「Practice step: find the light」を含む行から記録の最後の行までを、空行を除いて番号付きリストに書き直してもらえますか。

記録一覧
>>>>>

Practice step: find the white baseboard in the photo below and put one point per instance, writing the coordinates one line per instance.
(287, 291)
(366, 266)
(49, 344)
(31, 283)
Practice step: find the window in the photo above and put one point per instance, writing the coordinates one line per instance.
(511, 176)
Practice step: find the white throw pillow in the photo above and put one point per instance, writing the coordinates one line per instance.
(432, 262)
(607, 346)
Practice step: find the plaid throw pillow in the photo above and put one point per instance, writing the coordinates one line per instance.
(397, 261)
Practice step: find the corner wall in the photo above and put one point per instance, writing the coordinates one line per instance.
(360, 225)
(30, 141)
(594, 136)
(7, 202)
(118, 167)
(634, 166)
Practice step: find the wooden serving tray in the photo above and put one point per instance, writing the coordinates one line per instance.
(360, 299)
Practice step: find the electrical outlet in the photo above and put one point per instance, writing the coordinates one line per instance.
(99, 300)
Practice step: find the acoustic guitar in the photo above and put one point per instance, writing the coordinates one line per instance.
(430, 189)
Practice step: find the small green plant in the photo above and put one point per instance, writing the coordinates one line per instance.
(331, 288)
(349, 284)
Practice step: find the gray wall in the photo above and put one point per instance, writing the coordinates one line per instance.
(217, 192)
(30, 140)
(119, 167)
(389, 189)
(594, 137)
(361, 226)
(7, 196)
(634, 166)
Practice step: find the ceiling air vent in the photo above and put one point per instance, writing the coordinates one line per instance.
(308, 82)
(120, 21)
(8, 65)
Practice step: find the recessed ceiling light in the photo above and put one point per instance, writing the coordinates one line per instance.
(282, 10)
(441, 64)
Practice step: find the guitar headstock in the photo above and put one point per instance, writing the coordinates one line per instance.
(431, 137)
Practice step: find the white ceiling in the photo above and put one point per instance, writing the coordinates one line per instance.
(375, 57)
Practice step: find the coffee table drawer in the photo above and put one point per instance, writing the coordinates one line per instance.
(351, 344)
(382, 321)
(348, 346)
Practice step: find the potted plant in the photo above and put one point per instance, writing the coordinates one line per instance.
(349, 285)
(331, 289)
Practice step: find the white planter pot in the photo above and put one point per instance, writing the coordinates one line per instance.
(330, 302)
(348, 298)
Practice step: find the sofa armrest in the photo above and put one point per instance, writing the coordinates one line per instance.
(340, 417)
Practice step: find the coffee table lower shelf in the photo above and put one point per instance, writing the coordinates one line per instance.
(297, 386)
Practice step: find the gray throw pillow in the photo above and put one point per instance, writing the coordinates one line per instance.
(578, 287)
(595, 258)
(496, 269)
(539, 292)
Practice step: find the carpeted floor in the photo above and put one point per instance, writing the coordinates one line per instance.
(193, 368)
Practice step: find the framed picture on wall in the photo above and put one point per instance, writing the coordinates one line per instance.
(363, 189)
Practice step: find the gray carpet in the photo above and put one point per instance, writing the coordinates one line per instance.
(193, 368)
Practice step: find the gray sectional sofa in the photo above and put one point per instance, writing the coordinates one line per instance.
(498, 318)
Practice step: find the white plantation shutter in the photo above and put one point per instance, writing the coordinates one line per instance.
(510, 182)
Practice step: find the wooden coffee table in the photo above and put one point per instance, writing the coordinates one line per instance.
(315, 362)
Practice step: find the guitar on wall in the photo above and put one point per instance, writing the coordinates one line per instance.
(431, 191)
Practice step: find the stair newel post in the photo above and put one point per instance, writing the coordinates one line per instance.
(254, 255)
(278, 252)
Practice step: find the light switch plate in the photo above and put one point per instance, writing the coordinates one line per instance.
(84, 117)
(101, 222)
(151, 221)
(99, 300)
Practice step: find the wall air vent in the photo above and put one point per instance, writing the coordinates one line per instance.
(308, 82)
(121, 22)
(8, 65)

<<<<<

解答
1. Practice step: find the light switch plate in the photo above and put one point per instance, writing the coordinates one line per instance.
2. (84, 117)
3. (101, 222)
4. (151, 221)
5. (99, 300)
6. Practice step: find the wall air vent in the photo above and put one point per instance, writing the coordinates one line per instance.
7. (308, 82)
8. (121, 22)
9. (8, 65)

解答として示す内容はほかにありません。